DATA FOR THE TASK:
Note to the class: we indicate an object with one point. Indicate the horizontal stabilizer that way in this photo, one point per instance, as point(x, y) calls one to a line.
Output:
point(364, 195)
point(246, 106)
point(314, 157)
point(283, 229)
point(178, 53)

EXERCISE INSTRUCTIONS:
Can you retype all of the data above line for line, changing nothing?

EXPECTED ANSWER:
Note to the class: we indicate an object with one point. Indicate the horizontal stabilizer that way in this photo, one point per instance, as point(x, y) calls one to a line.
Output:
point(364, 195)
point(246, 106)
point(314, 157)
point(283, 229)
point(178, 53)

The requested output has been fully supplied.